**Text segment:**
-- -- --

09 July 2003 17:34 [Source: ICIS news]
LONDON (CNI)--Cefic, the European chemical industry council, called on Wednesday for a fundamental review of the European Commission's (EC) new chemicals policy and the Reach chemicals registration and authorisation procedure.
The EC’s proposed system is unworkable, Cefic said in its response to the Commission's Reach Internet consultation. It will have a negative impact on the competitiveness of the European chemical industry in the global market, its contribution to the economic well-being of the European Union (EU) and its ability to finance innovation, added Cefic.
As expected, Cefic has objected to the apparent unworkability of Reach, its extent and some of the legal aspects of the new chemicals control system. It calls for the creation of a workable system that is focused and targeted on areas of highest concern. A methodology and tools for prioritisation for such a system would have to be developed, it said, but the system could be developed along the lines of the ECETOC’s (European Centre for Ecotoxicology and Toxicology of Chemicals) targeted risk assessment proposal.
There is a need for a manageable and enforceable legislation, Cefic said, that can be applied both by industry and by the authorities, and which is able to fulfil the expectations of society. However, European industry, including the chemical industry, must not be a test laboratory for a bureaucratic regulatory experiment, it asserted.
Cefic suggested that the scope of the proposals be limited as well as the scope of the duty of care on manufacturers and importers to report. It wants to see polymers and intermediates exempted from the scope of Reach, the latter because potential worker exposure is controlled by current legislation.
The industry council also believes that the scope of authorisation needs to be limited to substances with properties of high concern, namely category 1 and 2 carcinogens, mutagens and reproductive toxicants. If the system is not confined to these substances it will be overloaded from the start, Cefic claimed. Other groups have called for a much broader scope of authorisation covering suspected carcinogenic, persistent and bioaccumulative chemicals.
The Reach information requirements are too burdensome and go beyond the proposals of the original chemicals white paper published in 2001, and current regulatory requirements for the notification of new substances, Cefic added.
The industry council said it supported a bottom up approach in terms of the information requirements depending on the use and exposure of a substance. Redundancy is built into the system, it suggested, because of the existence of chemicals safety data sheets which should be used to communicate information. The proposed chemical safety reports would lead to additional bureaucracy and potential inconsistencies between documents, it contended.
Cefic suggested tight management control of the system with more responsibility given to a central agency, once again to limit bureaucracy. The system has to function with the available and existing resources it said. The proposed system will be very costly, Cefic believes, and SMEs (small to medium sized enterprises) will be hardest hit but the large chemical companies too will be forced to de-select products that cannot justify the increased costs.

-- -- --

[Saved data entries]
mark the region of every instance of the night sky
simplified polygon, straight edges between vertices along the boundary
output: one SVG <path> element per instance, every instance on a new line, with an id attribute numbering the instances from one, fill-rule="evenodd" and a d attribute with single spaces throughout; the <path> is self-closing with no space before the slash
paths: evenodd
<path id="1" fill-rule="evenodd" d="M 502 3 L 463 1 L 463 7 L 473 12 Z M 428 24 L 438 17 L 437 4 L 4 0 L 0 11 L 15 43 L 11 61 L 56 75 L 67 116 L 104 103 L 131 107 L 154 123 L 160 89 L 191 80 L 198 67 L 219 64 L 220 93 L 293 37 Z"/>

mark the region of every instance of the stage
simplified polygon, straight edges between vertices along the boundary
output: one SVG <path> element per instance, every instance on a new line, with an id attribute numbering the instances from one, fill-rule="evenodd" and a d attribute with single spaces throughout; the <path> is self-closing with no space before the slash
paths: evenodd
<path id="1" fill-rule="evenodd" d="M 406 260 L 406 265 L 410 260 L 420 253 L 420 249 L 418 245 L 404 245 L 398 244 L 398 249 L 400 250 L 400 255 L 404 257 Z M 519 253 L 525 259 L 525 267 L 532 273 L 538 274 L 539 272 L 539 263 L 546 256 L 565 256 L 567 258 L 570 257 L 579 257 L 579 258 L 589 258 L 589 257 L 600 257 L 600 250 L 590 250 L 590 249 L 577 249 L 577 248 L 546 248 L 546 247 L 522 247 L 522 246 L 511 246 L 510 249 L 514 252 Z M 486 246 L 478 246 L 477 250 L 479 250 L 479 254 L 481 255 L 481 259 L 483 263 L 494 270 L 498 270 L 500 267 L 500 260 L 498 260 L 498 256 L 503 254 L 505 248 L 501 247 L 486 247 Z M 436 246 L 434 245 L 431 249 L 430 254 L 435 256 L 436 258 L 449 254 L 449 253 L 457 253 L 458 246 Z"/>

-- -- --

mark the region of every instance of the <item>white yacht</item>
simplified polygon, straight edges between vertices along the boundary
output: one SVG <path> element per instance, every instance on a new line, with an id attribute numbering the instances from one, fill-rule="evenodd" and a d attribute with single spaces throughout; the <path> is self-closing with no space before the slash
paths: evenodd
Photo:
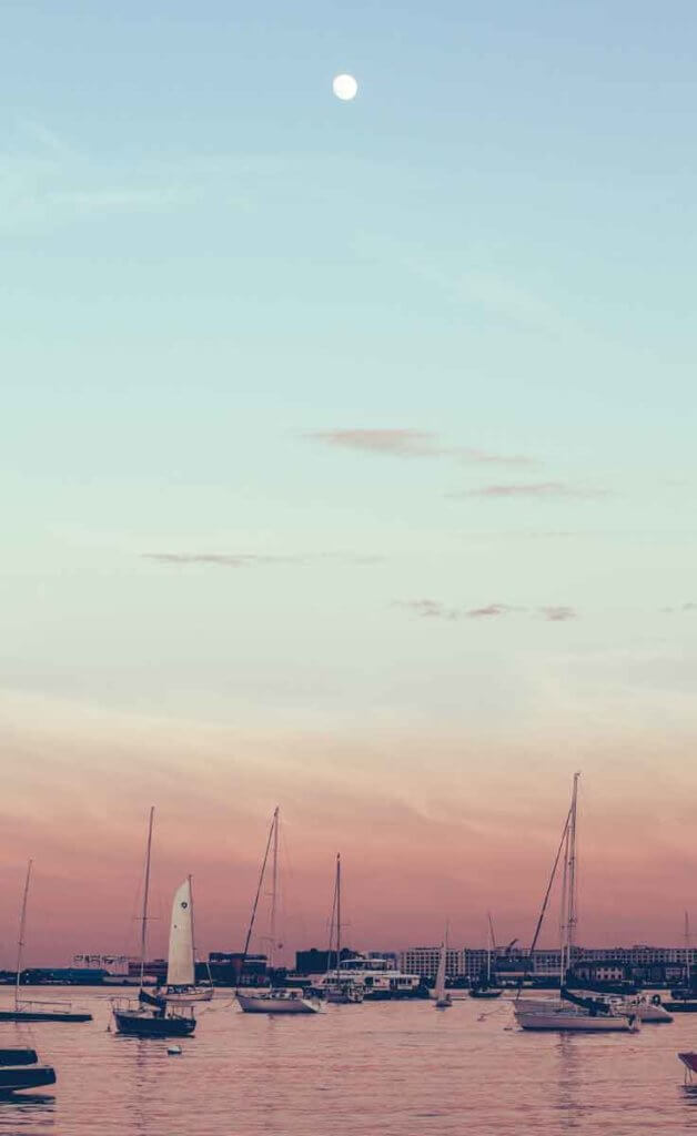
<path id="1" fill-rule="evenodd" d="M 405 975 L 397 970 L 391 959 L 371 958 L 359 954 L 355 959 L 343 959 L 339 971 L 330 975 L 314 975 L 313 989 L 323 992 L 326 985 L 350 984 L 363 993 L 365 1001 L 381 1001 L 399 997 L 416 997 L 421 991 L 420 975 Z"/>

-- -- --

**Check your understanding:**
a) Transcribe the passage of the article on Cefic's response to Reach between "The industry council also" and "and bioaccumulative chemicals.", inclusive.
b) Extend the article on Cefic's response to Reach with the part that would come next after its final sentence.
None of these lines are required for the work on the article.

**Outputs for the tasks:**
a)
The industry council also believes that the scope of authorisation needs to be limited to substances with properties of high concern, namely category 1 and 2 carcinogens, mutagens and reproductive toxicants. If the system is not confined to these substances it will be overloaded from the start, Cefic claimed. Other groups have called for a much broader scope of authorisation covering suspected carcinogenic, persistent and bioaccumulative chemicals.

b)
Cefic member companies and associations are also clearly worried about the confidentiality of the proposed system which, it said, erodes the principle of protection of intellectual property and threatens the confidentiality of data protected by other laws.
Legal remedies are not sufficiently developed it said, and rights of hearing, second opinion or appeal need to be included. The future legislation needs to be reviewed in regard to the principle of proportionality developed in the case law of the European Court of Justice (ECJ), Cefic argued. Under these rules, regulators are required to ensure that measures proposed be proportionate to the benefits desired to be achieved.
The EC has commissioned some work on the expected costs and benefits of Reach but Cefic said that the claimed occupational health benefits must be verified. Occupational exposures to known chemical carcinogens are decreasing, it said, and this should lead to a measurable decrease in occupational cancer cases in future.
The majority of current occupational cancers (between 67% and 85%) in Europe are due to asbestos which falls under separate regulations from those covering chemicals, it said.
Cefic is clearly focused on the competitiveness of the industry in Europe which, it said, the new chemicals legislation should support. The new chemical policy must deliver a cost-effective system that is consistent with the EU’s international commitments. The unintentional development of ‘fortress Europe’ must be avoided, it urged.
Open questions remain as to whether the new legalisation would violate World Trade Organisation (WTO) rules, it said.
Cefic’s 314 pages of comment on the EC’s chemicals policy and Reach proposals are posted on the internet today to join submissions from interested and affected individuals, companies, governments, trade associations, and NGOs (non-governmental organisations). The internet consultation period closes tomorrow (10 July).